::: Stored data

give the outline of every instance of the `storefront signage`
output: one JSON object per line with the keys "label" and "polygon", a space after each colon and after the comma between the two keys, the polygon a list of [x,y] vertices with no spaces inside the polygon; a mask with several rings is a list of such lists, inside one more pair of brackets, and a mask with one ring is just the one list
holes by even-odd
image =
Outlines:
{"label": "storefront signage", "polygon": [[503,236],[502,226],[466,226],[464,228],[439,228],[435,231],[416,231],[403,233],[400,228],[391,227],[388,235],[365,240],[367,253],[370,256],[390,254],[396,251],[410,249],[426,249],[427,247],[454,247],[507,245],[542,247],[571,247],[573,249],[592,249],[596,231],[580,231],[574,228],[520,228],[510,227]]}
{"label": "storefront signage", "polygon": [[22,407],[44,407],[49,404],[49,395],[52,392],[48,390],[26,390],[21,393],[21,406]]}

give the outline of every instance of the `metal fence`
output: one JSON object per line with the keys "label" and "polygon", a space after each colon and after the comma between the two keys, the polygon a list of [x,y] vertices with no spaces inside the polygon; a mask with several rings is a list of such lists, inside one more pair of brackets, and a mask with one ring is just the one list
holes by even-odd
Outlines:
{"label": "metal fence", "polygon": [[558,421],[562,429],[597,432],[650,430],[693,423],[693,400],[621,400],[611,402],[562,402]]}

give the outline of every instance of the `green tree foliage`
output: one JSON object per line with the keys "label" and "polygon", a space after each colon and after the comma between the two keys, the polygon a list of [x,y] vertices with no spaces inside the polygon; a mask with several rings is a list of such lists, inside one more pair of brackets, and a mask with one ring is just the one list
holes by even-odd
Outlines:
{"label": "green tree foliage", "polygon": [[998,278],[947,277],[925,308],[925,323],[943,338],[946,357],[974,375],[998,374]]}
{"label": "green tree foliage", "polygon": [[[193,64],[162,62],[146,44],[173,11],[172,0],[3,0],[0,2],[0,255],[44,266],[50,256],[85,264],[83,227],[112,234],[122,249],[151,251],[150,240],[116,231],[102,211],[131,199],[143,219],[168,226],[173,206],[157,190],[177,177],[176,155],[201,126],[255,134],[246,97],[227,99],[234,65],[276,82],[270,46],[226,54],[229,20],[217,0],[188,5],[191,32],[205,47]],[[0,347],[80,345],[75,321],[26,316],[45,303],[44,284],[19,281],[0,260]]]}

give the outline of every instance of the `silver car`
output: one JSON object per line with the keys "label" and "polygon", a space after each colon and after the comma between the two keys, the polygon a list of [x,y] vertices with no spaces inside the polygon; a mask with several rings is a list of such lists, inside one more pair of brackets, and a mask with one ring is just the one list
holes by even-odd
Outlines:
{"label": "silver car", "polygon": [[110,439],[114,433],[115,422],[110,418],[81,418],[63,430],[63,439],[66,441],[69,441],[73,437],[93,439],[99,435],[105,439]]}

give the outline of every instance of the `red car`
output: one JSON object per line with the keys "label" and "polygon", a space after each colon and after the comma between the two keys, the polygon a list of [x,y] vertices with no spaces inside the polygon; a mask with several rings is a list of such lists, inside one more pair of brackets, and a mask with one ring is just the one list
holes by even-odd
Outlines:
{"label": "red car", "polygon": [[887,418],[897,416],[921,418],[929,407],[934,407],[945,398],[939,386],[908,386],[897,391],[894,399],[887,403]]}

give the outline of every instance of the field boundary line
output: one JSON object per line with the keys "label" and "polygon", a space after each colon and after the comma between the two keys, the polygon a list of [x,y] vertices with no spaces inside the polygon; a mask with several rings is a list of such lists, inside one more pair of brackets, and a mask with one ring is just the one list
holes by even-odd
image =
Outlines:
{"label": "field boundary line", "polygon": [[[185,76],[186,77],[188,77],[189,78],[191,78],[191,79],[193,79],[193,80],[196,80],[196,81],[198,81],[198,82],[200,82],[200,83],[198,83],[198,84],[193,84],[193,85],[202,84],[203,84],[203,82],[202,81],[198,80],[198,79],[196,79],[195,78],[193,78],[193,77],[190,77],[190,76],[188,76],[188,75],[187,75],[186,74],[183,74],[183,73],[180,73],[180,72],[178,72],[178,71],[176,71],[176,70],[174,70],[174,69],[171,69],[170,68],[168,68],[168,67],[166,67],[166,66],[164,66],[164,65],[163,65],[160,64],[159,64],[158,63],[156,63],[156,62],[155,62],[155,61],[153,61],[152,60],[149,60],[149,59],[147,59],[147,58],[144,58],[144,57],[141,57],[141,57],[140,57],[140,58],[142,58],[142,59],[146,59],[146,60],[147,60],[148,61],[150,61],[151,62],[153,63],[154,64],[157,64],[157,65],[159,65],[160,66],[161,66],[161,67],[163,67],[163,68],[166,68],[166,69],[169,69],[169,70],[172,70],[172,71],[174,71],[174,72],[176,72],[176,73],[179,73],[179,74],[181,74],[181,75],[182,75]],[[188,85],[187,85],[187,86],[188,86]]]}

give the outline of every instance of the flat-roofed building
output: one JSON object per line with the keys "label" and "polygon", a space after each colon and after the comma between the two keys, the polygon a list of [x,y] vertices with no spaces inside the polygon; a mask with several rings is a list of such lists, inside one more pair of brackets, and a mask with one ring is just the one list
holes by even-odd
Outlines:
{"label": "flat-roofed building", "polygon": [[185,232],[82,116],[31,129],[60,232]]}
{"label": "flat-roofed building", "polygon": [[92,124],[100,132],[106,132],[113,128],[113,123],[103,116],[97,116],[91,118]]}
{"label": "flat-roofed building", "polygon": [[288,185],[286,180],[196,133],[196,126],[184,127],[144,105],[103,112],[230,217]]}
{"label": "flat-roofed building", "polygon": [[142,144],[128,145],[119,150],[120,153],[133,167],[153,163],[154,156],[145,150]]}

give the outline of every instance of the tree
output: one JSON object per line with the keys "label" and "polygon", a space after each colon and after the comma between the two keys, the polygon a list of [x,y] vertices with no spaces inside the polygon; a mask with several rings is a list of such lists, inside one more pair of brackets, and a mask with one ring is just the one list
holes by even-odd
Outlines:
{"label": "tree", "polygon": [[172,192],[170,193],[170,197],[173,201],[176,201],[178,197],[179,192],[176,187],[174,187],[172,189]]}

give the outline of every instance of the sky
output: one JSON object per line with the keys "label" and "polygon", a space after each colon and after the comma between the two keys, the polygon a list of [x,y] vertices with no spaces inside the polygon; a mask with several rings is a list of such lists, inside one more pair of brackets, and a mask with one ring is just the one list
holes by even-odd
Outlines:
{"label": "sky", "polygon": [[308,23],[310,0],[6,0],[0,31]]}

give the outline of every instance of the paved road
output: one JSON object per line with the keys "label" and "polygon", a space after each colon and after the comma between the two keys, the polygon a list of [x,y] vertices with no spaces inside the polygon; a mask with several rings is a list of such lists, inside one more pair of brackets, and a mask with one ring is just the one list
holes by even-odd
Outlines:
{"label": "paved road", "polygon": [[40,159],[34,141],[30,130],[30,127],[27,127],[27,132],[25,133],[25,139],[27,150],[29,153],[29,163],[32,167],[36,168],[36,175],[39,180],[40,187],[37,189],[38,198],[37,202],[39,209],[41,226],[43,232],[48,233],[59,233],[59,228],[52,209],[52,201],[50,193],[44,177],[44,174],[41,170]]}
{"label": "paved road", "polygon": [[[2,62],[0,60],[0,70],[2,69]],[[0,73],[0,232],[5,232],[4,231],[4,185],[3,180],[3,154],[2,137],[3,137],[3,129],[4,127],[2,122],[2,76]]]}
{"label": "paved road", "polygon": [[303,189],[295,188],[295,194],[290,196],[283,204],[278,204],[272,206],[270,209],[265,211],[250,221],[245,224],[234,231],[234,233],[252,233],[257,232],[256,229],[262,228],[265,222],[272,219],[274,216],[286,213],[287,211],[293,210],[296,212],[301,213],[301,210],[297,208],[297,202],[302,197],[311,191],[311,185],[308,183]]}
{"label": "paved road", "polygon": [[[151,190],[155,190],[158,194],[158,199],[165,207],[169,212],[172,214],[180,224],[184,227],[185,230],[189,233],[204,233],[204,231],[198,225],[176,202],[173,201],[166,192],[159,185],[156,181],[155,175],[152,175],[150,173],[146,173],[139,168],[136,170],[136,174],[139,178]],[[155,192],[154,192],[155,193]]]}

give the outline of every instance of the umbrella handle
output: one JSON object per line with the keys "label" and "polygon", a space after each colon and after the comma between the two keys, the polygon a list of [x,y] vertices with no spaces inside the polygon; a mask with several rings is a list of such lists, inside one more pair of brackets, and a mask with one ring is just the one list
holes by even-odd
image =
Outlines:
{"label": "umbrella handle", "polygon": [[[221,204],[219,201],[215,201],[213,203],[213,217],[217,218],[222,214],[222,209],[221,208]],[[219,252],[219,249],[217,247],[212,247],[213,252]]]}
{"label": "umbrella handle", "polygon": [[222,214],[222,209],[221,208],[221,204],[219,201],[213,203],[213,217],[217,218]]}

::::::

From the line with "give the outline of every instance of the umbrella" to the last line of the material, give every line again exactly, and only those lines.

_Problem solution_:
give the outline of every instance of the umbrella handle
output: one JSON object per line with the keys "label" and "polygon", a space after each colon and after the comma between the two keys, the polygon a list of [x,y] vertices with no spaces inside the polygon; a mask with several rings is a list of such lists, inside one more pair of brackets, and a mask with one ring is just the one list
holes by even-odd
image =
Outlines:
{"label": "umbrella handle", "polygon": [[[221,204],[219,201],[215,201],[213,203],[213,217],[217,218],[222,214],[222,209],[221,208]],[[219,252],[219,249],[217,247],[212,247],[213,252]]]}
{"label": "umbrella handle", "polygon": [[222,214],[222,209],[221,208],[221,204],[219,201],[213,203],[213,217],[217,218]]}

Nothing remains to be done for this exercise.